**TEXTO PARA LEITURA:**
#####

Depois de vinte anos, o Brasil inicia seu primeiro ano como um país democrático. Era governado por José Sarney, que assumira a presidência em substituição a Tancredo Neves, que havia sido eleito pelo voto indireto, mas falecera antes de tomar posse.

Em fevereiro, o presidente Sarney cria o Plano Cruzado, primeiro plano econômico em grande escala apresentado pelo governo depois do fim da ditadura. A medida mais impactante desse plano na vida dos brasileiros foi o congelamento e tabelamento de preços e salários.

Ocorre que, na prática, a economia tem suas leis próprias e não pode ser regida por decretos. Assim, na vida real, a lei da oferta e procura falou mais alto. O jeitinho brasileiro entrou em cena rapidamente e se estabeleceu um mercado paralelo no qual os verdadeiros preços – que naturalmente não estavam congelados –, eram praticados mediante a aplicação de “ágio” sobre a tabela oficial.

#####

**DADOS BRUTOS:**
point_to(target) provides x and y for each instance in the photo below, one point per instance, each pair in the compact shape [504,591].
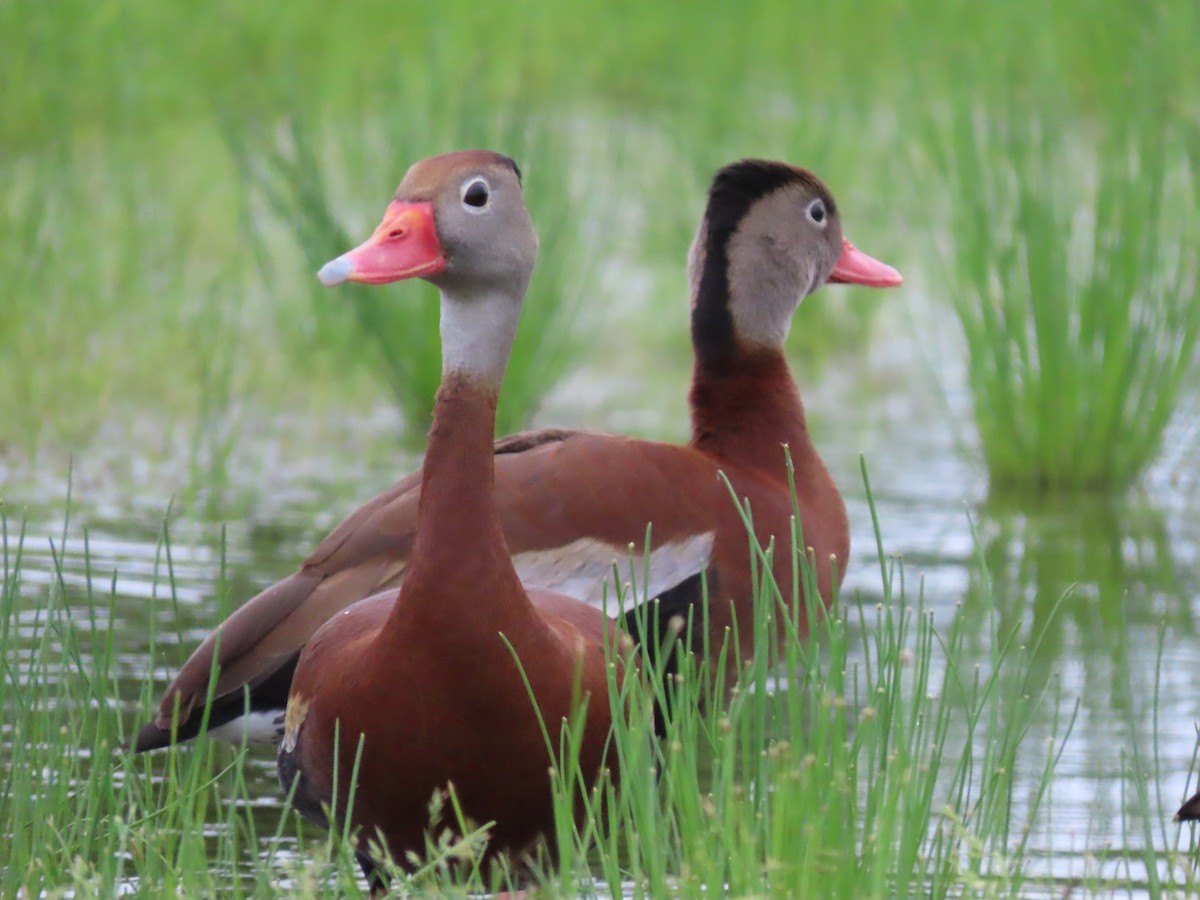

#####

**TAREFA SOLICITADA:**
De acordo com o texto sobre o Plano Cruzado, qual medida desse plano teve maior impacto na vida dos brasileiros? Não é preciso consultar o material.

**RESPOSTA DA TAREFA:**
O congelamento e tabelamento de preços e salários.